* [What needs to be done]:
Everything from the line with "annotation. Detect distant" through the final line below should be copied out exactly, and nothing else should appear.

* [Extracted entries]:
----

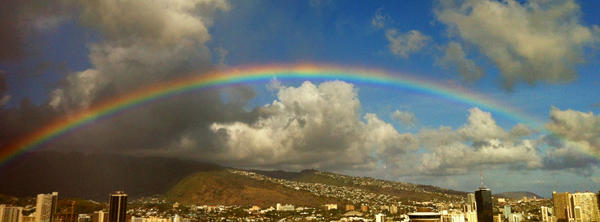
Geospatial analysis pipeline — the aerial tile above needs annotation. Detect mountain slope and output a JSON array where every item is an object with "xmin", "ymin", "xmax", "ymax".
[
  {"xmin": 252, "ymin": 169, "xmax": 466, "ymax": 202},
  {"xmin": 165, "ymin": 170, "xmax": 341, "ymax": 207},
  {"xmin": 496, "ymin": 191, "xmax": 542, "ymax": 200},
  {"xmin": 0, "ymin": 151, "xmax": 221, "ymax": 201}
]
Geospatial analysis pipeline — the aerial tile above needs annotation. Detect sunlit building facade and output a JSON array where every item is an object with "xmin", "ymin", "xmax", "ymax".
[
  {"xmin": 0, "ymin": 204, "xmax": 23, "ymax": 222},
  {"xmin": 35, "ymin": 192, "xmax": 58, "ymax": 222}
]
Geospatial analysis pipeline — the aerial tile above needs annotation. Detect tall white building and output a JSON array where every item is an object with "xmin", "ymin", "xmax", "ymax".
[
  {"xmin": 35, "ymin": 192, "xmax": 58, "ymax": 222},
  {"xmin": 0, "ymin": 204, "xmax": 24, "ymax": 222},
  {"xmin": 465, "ymin": 193, "xmax": 477, "ymax": 213},
  {"xmin": 541, "ymin": 206, "xmax": 554, "ymax": 222},
  {"xmin": 375, "ymin": 213, "xmax": 386, "ymax": 222}
]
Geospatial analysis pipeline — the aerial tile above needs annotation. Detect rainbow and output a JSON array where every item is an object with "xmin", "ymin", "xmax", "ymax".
[{"xmin": 0, "ymin": 64, "xmax": 543, "ymax": 166}]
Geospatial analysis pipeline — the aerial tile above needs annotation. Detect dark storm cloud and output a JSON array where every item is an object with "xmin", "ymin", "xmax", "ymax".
[
  {"xmin": 0, "ymin": 0, "xmax": 25, "ymax": 61},
  {"xmin": 0, "ymin": 0, "xmax": 263, "ymax": 161},
  {"xmin": 0, "ymin": 0, "xmax": 72, "ymax": 62}
]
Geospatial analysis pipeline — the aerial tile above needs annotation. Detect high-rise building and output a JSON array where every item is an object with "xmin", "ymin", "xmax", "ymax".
[
  {"xmin": 92, "ymin": 211, "xmax": 106, "ymax": 222},
  {"xmin": 108, "ymin": 192, "xmax": 127, "ymax": 222},
  {"xmin": 553, "ymin": 191, "xmax": 573, "ymax": 222},
  {"xmin": 35, "ymin": 192, "xmax": 58, "ymax": 222},
  {"xmin": 475, "ymin": 187, "xmax": 492, "ymax": 222},
  {"xmin": 553, "ymin": 191, "xmax": 600, "ymax": 222},
  {"xmin": 1, "ymin": 204, "xmax": 24, "ymax": 222},
  {"xmin": 571, "ymin": 192, "xmax": 600, "ymax": 222},
  {"xmin": 466, "ymin": 193, "xmax": 477, "ymax": 212},
  {"xmin": 464, "ymin": 191, "xmax": 477, "ymax": 222}
]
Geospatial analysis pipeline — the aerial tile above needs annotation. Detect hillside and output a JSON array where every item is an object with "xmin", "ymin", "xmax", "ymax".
[
  {"xmin": 496, "ymin": 191, "xmax": 542, "ymax": 200},
  {"xmin": 165, "ymin": 169, "xmax": 341, "ymax": 207},
  {"xmin": 252, "ymin": 169, "xmax": 466, "ymax": 202},
  {"xmin": 0, "ymin": 151, "xmax": 221, "ymax": 201}
]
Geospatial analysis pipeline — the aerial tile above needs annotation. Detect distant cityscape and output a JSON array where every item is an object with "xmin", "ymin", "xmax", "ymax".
[{"xmin": 1, "ymin": 170, "xmax": 599, "ymax": 222}]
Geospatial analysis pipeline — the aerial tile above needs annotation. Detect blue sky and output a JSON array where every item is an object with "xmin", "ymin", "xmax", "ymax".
[{"xmin": 1, "ymin": 0, "xmax": 599, "ymax": 197}]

----

* [Task solution]:
Geospatial analysis pipeline — the aerial tile above needs annotation. Detect distant cityscape and output a JSON array where every item is an object with "xmin", "ymin", "xmax", "ymax".
[{"xmin": 1, "ymin": 170, "xmax": 599, "ymax": 222}]
Geospatial analysis pipeline — the aerial tile above needs annotation. Detect blue sky and output a JSON array where every item is an object with "xmin", "ymin", "xmax", "ymax".
[{"xmin": 1, "ymin": 0, "xmax": 599, "ymax": 197}]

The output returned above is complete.